> SET EXERCISE 1: Rewrite the part of the listing that opens with the line containing "Task: indicate the jacket" and runs through the end of the listing, with "jacket sleeve" replaced by "coat sleeve" and everything else unchanged.

> SOURCE:
# running a fan off a USB port?



## mdashoot (Apr 12, 2008)

Is it safe? I was thinking about rigging up a fan to go behind my z-5500 pod to pull heat away from it, I have some 120mm fans but I was thinking about using the fan from my freezer 7 pro as I dont use it any more.


----------



## FR@NK (Apr 12, 2008)

Well you would need a 5volt fan that draws less then 10 watts. Normal computer fans wouldnt work.


----------



## intel igent (Apr 13, 2008)

FR@NK said:


> Well you would need a 5volt fan that draws less then 10 watts. Normal computer fans wouldnt work.



most PC fans will run @ 5v just gotta keep an eye on the wattage

to the O/P : i was thinking of doing the same for my lappy as it runs fairly warm and i dont have money to go buy a lappy cooler. if you do it let me know how it turns out


----------



## mdashoot (Apr 13, 2008)

well, I dont have a 5v fan, I figured that would be a problem because of the 5v usb output, but if I get one I will try it.


----------



## mdashoot (Apr 13, 2008)

how about this? http://www.buyextras.com/ev40dc5vbabe.html


----------



## intel igent (Apr 13, 2008)

mdashoot said:


> well, I dont have a 5v fan, I figured that would be a problem because of the 5v usb output, but if I get one I will try it.



*most* PC fans will undervolt to 5v

every fan ive ever owned has started and ran @ 5v

just the ones i own right now are over 10w and i dont have a donor USB cable


----------



## mdashoot (Apr 13, 2008)

here we go, If you dont want to make one. http://www.buyextras.com/usbpoweredfans.html


----------



## mdashoot (Apr 13, 2008)

ok, so I have a new plan. first the reason im doing this is because I started to notice how hot my pod would get after a while, I figure cooler is better and i've heard of somebody putting a fan on their pod. anyway, using the fan from my freezer 7 pro, I just popped it off the rubber things that hold it to the frame. I have a fan controller with an unused channel, so I will run it from that out the back of the case and mount it to the back of the pod where the vents are.


----------



## mdashoot (Apr 13, 2008)

here is the start.


----------



## mdashoot (Apr 13, 2008)

sweet! it works


----------

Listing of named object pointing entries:
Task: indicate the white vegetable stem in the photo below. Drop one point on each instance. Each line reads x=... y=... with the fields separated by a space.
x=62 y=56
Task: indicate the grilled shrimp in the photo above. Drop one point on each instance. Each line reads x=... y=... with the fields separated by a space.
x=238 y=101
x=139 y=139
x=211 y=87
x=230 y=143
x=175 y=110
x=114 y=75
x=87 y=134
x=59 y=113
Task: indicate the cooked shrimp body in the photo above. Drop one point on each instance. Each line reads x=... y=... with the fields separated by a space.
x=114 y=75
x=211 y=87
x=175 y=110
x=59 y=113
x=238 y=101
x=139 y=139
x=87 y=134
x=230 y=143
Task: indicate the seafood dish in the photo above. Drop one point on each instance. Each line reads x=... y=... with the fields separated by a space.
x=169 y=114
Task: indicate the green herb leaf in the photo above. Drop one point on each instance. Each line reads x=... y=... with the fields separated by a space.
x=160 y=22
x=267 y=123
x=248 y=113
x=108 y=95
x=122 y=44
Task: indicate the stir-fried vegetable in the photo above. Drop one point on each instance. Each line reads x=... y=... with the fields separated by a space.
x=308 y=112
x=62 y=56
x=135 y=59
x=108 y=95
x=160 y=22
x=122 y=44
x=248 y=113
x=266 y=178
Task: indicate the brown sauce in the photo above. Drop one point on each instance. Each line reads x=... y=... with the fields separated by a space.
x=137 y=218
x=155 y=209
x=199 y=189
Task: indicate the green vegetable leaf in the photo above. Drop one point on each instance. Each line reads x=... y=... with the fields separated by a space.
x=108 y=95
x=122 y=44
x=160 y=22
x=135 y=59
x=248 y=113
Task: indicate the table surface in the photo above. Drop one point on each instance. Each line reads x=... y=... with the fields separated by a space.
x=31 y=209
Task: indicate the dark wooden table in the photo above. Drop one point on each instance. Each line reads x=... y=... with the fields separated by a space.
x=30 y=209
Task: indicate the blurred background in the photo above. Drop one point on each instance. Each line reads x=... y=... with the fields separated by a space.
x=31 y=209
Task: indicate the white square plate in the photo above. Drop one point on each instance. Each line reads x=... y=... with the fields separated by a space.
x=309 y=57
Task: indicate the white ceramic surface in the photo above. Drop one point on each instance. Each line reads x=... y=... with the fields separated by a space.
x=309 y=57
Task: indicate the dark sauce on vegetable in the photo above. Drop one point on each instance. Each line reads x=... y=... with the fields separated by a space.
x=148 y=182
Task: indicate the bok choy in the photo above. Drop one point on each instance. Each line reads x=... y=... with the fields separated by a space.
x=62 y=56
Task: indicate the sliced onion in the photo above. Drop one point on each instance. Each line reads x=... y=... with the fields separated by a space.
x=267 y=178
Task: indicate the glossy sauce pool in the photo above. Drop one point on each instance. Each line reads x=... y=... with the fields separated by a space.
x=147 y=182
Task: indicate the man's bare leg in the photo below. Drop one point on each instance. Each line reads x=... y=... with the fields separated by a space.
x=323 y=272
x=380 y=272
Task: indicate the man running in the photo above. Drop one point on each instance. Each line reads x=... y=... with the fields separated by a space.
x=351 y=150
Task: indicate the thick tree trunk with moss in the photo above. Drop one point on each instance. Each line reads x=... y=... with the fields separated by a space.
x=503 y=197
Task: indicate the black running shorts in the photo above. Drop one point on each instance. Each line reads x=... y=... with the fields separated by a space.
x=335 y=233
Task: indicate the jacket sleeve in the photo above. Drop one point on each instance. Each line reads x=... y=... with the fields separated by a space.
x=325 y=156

> SET EXERCISE 2: In the thread about running a fan off a USB port, translate this sentence into Spanish: "I have a fan controller with an unused channel, so I will run it from that out the back of the case and mount it to the back of the pod where the vents are."

> CORRECT ANSWER 1:
Task: indicate the coat sleeve in the photo above. Drop one point on each instance. Each line reads x=... y=... with the fields separated by a space.
x=325 y=156

> CORRECT ANSWER 2: Tengo un controlador de ventiladores con un canal sin usar, así que lo conectaré desde ahí, lo sacaré por la parte trasera de la caja y lo montaré en la parte trasera del pod, donde están las rejillas de ventilación.